## Exercise brief
Each record is to be transcribed exactly.

## Input records
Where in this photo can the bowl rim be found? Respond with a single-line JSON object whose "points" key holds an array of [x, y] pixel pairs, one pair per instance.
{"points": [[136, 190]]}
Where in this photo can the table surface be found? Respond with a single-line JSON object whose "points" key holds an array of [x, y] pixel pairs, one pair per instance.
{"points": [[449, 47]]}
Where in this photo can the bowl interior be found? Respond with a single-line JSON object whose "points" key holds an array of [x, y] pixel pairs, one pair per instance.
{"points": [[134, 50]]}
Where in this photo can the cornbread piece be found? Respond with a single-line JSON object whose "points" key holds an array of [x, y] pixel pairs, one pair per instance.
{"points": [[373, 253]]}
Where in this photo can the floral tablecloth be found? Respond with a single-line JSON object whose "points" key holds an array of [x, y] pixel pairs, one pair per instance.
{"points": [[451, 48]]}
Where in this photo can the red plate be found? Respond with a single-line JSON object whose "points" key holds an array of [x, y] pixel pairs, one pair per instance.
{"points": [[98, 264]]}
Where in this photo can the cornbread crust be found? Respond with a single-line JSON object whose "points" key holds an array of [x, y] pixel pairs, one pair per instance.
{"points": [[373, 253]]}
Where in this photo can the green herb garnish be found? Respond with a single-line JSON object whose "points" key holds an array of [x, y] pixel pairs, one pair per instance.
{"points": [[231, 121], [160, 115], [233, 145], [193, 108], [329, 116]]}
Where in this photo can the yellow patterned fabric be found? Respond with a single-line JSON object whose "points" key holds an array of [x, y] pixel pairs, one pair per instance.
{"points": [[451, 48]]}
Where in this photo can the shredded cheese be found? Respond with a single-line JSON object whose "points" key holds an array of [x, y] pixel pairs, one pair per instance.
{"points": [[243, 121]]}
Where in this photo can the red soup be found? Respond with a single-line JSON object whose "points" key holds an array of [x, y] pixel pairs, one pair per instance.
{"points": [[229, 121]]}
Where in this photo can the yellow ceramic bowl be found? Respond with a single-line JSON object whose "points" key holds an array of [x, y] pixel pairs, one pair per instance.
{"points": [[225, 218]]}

## Result of the exercise
Where in this photo can the bowl rim be found? Respond with a single-line JSON object whose "points" key holds an array of [x, y] pixel pairs, one pair per instance.
{"points": [[136, 190]]}
Where in this photo can the table surface be found? Respond with a single-line JSON object whose "points" key holds an array of [x, y] pixel pairs, one pair per instance.
{"points": [[449, 47]]}
Where in this photo can the bowl interior be found? Respond with a single-line JSON object whose "points" key holds an array of [x, y] pixel pairs, one pair per instance.
{"points": [[134, 50]]}
Where in this photo can the cornbread piece be found? Respond with a single-line JSON object whose "points" key holds an array of [x, y] pixel pairs, one pair per instance.
{"points": [[373, 253]]}
Where in this photo can the floral tablecloth be found? Respond with a single-line JSON object whose "points" key holds an array of [x, y] pixel pairs, one pair per instance.
{"points": [[451, 48]]}
Where in this photo can the red plate be found? Respond with a single-line JSON object whose "points" key holds an array of [x, y] pixel pairs, one pair per instance.
{"points": [[98, 264]]}
Where in this photo can the cornbread crust be found? Respond with a single-line JSON object whose "points" key holds an array of [x, y] pixel pairs, one pair per instance.
{"points": [[373, 253]]}
Where in this photo can the green herb garnish be found? Respond with a single-line JSON object whose "points" key holds an array of [x, y] pixel pairs, one pair per instance.
{"points": [[231, 121], [160, 115], [233, 145], [193, 108], [329, 116]]}
Where in this photo can the yellow patterned fabric be found? Respond with a single-line JSON object whose "points" key holds an array of [x, y] pixel pairs, one pair per instance.
{"points": [[451, 48]]}
Where in this photo can the shredded cheese be found? Respond with a single-line JSON object whose "points" key holds an array of [x, y] pixel pairs, one pair per instance.
{"points": [[243, 121]]}
Where in this photo can the red soup be found? Respond with a single-line JSON object whose "points" key holds an array of [x, y] pixel pairs, one pair per instance.
{"points": [[229, 121]]}
Where in this photo can the yellow ceramic bowl be found? Respond with a single-line JSON object whose "points" key holds an array of [x, y] pixel pairs, one pair per instance.
{"points": [[225, 218]]}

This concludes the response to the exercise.